**** Raw data
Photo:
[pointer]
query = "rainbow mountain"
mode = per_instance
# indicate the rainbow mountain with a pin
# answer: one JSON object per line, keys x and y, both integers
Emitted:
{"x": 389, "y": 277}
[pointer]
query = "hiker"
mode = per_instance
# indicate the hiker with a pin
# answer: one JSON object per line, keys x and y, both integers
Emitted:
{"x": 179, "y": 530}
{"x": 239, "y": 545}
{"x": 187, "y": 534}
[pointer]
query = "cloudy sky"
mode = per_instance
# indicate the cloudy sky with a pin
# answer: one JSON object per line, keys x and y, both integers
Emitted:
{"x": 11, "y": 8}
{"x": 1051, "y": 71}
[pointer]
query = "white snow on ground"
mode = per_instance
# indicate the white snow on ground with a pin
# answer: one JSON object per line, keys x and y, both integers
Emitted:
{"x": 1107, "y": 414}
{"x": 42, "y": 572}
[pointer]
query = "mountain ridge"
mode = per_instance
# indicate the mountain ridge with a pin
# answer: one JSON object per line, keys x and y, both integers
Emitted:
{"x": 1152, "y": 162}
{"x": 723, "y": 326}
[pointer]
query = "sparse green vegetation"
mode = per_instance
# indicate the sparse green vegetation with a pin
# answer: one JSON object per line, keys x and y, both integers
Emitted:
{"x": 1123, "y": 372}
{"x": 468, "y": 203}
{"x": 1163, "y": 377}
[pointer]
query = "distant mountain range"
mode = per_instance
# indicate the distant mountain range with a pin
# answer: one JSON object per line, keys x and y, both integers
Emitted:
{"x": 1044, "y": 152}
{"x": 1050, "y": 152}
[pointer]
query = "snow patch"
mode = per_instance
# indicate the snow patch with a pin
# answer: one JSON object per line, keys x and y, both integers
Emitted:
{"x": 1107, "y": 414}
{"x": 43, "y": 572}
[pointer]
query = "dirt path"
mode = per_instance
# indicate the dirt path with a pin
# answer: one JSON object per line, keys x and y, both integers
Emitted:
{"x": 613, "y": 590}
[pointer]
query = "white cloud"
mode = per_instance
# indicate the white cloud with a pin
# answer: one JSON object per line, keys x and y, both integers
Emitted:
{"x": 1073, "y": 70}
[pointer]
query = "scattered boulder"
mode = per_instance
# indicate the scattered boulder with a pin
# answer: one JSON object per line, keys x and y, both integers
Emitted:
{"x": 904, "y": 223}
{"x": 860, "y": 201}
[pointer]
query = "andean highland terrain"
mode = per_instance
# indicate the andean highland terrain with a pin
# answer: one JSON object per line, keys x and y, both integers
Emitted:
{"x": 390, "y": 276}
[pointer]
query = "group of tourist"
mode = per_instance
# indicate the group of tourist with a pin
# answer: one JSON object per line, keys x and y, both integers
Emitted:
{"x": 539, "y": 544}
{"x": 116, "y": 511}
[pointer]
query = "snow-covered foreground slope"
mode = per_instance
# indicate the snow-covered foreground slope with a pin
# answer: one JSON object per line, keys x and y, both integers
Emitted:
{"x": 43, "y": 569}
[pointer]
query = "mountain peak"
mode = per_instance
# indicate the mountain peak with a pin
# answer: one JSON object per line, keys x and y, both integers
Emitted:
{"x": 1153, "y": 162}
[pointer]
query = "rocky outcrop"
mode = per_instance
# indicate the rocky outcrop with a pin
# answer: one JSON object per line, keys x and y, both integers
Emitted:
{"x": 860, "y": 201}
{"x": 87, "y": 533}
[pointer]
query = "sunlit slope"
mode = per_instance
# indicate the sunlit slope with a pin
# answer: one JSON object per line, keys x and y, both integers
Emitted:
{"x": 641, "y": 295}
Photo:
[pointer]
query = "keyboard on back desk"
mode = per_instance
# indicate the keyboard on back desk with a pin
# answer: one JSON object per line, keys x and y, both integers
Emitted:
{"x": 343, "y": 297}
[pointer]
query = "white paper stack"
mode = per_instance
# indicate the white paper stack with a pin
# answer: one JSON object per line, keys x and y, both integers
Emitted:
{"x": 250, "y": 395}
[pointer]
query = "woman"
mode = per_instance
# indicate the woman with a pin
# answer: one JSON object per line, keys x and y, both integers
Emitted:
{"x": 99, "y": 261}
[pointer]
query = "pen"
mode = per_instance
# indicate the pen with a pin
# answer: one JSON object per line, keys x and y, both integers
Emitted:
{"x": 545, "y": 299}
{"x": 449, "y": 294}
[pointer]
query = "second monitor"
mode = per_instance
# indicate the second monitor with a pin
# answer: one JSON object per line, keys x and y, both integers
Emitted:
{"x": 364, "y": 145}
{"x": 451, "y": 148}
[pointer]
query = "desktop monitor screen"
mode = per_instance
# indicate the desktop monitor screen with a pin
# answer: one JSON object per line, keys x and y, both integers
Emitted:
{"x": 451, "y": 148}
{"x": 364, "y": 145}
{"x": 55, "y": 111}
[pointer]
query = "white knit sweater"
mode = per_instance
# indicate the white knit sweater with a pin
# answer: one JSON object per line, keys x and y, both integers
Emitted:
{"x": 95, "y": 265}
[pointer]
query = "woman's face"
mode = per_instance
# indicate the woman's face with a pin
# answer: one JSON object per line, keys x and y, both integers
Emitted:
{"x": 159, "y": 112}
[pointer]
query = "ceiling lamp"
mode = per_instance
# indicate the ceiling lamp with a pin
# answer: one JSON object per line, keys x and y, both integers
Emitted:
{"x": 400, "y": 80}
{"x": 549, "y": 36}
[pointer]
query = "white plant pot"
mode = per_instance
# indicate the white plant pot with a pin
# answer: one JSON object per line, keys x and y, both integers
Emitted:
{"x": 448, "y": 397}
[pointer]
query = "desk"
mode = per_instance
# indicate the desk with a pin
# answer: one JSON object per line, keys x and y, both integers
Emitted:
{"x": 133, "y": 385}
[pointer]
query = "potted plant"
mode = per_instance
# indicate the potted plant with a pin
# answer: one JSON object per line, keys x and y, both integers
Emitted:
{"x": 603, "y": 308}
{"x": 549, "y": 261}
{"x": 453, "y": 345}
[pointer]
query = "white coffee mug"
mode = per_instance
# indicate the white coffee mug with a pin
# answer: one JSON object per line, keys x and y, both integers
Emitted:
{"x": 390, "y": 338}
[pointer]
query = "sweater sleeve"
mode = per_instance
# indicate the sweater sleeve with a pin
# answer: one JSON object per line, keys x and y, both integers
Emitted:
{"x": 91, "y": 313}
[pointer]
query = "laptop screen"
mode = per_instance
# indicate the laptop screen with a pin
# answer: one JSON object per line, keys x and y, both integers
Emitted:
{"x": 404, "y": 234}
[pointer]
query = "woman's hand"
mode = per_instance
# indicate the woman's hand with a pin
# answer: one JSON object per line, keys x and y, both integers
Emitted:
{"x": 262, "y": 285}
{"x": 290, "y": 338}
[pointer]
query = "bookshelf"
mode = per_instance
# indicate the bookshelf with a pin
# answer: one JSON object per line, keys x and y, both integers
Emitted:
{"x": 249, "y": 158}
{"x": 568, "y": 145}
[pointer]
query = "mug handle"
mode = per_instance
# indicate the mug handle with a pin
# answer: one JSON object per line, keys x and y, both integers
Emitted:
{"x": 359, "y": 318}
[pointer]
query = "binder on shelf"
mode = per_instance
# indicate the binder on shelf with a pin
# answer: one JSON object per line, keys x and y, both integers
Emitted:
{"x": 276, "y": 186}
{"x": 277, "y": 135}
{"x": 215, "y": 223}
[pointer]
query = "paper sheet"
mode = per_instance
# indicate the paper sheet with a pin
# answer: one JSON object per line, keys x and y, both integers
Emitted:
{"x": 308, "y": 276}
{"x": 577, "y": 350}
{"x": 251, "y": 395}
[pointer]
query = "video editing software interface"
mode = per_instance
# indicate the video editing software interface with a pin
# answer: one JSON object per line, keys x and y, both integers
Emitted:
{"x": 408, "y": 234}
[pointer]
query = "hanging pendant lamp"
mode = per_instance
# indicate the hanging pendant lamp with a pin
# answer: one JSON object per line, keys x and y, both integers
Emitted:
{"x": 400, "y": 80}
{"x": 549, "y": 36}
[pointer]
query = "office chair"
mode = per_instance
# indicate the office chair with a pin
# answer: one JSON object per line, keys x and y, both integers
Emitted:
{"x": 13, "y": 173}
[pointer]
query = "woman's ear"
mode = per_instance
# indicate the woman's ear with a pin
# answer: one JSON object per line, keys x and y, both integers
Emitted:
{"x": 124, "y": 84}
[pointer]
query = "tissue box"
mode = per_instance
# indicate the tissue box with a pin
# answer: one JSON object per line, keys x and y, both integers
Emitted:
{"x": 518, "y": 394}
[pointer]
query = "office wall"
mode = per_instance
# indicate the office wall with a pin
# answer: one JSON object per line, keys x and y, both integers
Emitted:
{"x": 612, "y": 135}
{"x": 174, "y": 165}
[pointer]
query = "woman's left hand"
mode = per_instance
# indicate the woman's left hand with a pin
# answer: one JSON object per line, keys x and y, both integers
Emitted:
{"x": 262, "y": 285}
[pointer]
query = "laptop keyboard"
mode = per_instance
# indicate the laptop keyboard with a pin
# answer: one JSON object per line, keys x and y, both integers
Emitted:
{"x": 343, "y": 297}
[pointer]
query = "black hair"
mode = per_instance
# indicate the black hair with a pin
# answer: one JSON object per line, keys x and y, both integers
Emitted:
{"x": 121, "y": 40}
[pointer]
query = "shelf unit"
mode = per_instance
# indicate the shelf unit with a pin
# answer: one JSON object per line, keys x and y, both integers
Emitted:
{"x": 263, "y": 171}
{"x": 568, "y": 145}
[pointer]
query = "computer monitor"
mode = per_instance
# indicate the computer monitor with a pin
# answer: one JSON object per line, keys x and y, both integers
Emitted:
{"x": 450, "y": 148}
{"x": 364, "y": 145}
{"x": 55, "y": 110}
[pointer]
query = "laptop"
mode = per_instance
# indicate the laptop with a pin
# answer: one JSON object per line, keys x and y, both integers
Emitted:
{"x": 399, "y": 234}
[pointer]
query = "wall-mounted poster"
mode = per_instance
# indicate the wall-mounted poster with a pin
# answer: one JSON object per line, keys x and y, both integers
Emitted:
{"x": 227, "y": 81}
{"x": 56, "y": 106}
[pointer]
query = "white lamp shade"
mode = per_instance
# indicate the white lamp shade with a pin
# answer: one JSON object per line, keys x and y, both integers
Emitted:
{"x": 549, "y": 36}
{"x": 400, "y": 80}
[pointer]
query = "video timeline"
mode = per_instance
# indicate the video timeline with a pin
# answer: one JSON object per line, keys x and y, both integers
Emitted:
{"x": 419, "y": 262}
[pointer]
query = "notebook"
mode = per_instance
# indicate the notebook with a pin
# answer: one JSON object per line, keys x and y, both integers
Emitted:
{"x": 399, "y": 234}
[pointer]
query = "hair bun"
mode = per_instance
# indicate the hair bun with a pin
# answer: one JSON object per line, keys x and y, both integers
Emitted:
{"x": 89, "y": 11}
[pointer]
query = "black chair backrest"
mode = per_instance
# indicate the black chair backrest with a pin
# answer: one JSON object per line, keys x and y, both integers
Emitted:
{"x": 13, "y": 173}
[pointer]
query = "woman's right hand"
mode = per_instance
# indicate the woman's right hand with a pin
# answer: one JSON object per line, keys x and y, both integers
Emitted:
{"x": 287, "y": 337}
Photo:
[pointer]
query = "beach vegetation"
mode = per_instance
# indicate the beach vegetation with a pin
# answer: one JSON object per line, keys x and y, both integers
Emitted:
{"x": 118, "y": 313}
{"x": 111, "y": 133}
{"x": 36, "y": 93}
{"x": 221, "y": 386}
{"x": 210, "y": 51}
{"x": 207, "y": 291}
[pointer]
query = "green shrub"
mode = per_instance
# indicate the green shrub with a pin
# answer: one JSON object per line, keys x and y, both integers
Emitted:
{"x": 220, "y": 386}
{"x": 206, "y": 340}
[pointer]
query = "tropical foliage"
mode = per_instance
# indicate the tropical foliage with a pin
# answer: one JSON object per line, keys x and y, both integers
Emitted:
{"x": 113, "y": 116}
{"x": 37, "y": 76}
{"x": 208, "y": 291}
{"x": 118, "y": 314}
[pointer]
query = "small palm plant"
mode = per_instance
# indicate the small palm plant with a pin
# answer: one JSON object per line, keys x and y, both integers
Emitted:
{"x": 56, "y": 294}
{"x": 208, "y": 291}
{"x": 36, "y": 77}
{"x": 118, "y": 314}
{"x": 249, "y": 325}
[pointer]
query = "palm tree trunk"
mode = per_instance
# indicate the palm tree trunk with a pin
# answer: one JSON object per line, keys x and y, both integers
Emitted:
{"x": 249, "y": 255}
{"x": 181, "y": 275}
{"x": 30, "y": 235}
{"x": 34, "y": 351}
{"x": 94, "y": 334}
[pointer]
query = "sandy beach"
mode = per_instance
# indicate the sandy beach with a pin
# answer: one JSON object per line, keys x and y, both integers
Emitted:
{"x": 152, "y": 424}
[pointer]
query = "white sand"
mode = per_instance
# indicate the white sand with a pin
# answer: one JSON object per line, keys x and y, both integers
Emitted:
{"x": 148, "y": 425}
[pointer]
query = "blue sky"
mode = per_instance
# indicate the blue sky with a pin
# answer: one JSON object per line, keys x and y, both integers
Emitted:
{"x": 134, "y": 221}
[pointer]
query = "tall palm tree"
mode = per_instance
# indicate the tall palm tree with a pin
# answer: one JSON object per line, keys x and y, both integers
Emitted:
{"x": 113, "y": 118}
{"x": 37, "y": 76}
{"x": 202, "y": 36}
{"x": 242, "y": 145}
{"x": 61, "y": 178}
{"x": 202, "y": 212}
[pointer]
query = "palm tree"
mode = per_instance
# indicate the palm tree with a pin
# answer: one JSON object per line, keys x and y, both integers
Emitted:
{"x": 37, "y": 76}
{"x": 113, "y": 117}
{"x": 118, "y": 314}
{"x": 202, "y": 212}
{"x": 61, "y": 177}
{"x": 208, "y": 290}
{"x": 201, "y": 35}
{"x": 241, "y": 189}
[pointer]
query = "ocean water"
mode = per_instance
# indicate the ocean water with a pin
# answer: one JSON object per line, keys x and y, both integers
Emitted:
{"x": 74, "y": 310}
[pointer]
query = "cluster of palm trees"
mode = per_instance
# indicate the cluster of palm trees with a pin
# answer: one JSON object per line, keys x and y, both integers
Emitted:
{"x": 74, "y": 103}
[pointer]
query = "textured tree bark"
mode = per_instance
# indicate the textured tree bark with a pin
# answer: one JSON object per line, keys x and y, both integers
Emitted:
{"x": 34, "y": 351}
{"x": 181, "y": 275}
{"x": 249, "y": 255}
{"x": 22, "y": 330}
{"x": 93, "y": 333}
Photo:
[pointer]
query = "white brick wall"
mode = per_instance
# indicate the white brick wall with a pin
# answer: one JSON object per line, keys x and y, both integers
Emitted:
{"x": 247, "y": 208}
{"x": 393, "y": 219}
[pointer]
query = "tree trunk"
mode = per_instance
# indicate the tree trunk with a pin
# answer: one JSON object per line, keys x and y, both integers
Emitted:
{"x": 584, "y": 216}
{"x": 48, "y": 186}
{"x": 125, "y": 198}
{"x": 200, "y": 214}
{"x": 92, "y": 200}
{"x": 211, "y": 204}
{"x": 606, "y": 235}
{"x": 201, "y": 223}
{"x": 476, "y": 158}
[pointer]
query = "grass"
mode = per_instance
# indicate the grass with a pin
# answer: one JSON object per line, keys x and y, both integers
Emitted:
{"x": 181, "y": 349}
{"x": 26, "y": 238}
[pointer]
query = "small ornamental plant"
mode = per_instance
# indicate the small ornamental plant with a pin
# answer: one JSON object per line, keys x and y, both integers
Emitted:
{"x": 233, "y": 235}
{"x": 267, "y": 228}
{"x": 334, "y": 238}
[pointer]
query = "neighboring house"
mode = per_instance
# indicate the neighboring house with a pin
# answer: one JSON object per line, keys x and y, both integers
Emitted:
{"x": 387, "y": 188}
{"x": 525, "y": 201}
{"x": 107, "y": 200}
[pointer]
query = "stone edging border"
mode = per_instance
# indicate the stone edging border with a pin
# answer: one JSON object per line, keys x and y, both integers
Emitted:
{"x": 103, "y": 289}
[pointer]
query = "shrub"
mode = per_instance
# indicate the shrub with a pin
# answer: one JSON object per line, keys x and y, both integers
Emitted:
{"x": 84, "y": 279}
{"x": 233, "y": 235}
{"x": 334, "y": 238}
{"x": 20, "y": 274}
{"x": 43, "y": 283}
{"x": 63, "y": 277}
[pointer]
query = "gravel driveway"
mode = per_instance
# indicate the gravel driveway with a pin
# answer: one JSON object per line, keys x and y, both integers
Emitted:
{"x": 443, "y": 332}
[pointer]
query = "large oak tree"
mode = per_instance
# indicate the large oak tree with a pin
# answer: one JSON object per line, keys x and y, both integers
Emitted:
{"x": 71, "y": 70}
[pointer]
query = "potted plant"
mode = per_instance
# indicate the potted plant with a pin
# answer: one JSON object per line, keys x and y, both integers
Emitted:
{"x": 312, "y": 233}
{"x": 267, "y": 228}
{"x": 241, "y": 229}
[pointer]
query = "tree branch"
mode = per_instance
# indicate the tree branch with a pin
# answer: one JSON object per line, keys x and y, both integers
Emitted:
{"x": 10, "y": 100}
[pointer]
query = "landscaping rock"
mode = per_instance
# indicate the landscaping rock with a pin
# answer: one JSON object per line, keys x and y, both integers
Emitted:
********
Work to complete:
For each line in the data that holds the word "sparse", copy the line.

Exercise response:
query = "sparse green vegetation"
# indicate the sparse green vegetation with a pin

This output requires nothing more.